EXTRACT PROVIDED:
——————————
You are viewing a plain text version of this content. The canonical link for it is here.
Posted to dev@nutch.apache.org by Lewis John Mcgibbney <le...@gmail.com> on 2012/08/25 14:18:47 UTC

Random Patch

Hi,

I've had a random patch lying around one of my desktops for sometime.

1) schema.xml is straight foward enough
2) MoreIndexingFilter.java seems to be an issue of reliability
(possibly). Maybe the Http Header  content information can be
unreliable at times? Does anyone have an opinion on this? At the
moment I am none-the-wiser but keen to gather views and/experiences.
3) Again in SolrWriter.java this may be an issue of reliability
(accuracy?) regarding the proposed explicit equals cast check instead
of the abitrary assignment check. Any thoughts?

I did not produce this patch and can't remember how or why it ended up
on my desktop! So apologies for the randomness of this one.

Thanks

Lewis


Index: conf/schema.xml
===================================================================
--- conf/schema.xml     (revision 1145734)
——————————
TASK GOAL: Put this sentence from the mailing-list post about the random patch into Spanish: "I did not produce this patch and can't remember how or why it ended up on my desktop!"
——————————
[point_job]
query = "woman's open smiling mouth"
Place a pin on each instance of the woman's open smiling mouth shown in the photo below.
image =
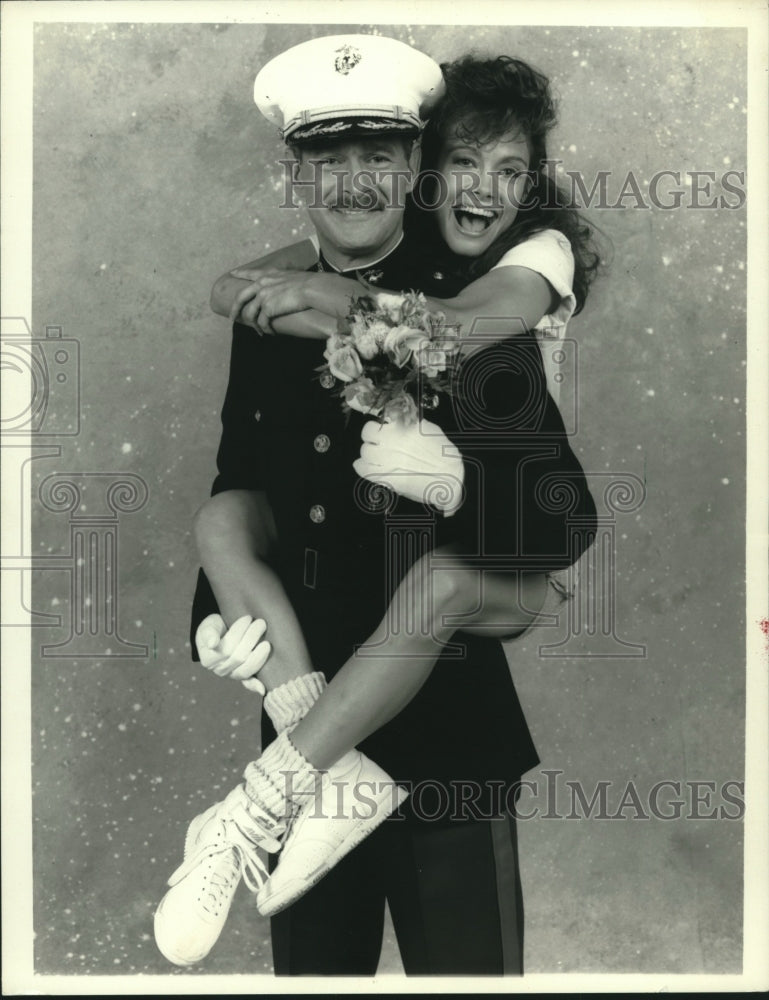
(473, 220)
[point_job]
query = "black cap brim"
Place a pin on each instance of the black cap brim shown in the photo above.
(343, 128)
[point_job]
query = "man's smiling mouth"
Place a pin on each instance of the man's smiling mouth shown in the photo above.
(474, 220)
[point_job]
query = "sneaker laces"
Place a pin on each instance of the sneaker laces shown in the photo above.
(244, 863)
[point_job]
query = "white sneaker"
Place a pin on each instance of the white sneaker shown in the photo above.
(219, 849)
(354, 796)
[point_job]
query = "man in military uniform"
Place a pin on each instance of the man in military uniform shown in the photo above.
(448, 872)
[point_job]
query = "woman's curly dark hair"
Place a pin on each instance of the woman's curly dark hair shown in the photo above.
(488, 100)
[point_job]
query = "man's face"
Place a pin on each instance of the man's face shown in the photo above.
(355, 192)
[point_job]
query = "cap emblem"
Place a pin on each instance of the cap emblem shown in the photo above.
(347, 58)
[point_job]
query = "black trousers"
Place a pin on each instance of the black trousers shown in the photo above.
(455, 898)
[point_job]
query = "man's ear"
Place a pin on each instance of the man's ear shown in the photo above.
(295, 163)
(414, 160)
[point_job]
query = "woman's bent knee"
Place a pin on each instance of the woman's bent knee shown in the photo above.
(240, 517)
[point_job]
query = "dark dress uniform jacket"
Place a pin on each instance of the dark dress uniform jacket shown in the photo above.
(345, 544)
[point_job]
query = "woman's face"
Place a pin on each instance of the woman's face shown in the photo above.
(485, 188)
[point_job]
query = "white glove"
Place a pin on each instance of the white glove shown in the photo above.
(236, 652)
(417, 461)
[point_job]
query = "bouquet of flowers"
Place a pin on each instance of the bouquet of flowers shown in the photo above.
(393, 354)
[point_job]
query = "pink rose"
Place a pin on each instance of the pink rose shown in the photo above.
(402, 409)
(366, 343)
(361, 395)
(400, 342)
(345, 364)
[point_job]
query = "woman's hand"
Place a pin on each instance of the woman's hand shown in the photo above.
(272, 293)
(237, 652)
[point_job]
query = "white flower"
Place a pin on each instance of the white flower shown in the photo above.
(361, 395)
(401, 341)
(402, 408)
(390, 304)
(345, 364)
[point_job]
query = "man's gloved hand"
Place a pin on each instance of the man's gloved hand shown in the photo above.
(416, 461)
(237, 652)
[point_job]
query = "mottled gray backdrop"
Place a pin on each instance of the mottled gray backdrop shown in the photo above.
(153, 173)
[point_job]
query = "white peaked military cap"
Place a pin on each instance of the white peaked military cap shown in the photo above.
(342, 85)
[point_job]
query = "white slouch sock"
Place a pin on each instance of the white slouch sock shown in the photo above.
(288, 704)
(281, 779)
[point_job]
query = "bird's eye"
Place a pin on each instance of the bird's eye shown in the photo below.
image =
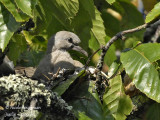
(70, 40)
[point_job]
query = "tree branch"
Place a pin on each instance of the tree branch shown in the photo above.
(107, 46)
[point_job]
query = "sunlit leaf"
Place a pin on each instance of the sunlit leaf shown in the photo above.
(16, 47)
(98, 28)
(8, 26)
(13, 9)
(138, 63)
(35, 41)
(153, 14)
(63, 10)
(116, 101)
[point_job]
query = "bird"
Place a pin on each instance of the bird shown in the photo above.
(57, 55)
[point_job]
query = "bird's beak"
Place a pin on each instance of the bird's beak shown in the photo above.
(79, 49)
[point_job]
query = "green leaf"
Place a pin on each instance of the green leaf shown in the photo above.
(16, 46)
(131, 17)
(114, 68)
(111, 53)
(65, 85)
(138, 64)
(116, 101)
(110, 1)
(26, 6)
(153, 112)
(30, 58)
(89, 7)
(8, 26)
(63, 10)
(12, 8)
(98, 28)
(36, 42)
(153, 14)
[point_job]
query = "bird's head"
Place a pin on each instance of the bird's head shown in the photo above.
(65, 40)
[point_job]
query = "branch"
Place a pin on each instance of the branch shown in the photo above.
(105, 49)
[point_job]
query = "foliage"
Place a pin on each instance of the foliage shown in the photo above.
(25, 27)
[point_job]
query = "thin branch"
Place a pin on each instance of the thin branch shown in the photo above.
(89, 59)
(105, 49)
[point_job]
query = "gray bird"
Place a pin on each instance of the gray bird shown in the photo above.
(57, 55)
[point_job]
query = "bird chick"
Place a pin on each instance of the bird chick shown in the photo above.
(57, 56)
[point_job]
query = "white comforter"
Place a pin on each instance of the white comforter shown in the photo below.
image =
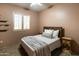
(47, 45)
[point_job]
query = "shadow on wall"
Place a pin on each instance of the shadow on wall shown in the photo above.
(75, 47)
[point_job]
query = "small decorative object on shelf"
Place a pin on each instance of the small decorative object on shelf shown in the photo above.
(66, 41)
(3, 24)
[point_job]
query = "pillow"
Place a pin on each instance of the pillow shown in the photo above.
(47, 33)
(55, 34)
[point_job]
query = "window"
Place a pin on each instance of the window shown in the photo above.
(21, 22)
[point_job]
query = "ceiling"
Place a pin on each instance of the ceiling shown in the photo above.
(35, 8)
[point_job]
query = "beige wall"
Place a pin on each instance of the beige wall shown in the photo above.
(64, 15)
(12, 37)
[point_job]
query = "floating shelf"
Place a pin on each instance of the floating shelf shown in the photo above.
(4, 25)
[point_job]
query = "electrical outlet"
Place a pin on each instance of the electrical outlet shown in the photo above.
——————————
CORRECT RESPONSE: ¡No hice este parche y no recuerdo cómo ni por qué acabó en mi escritorio!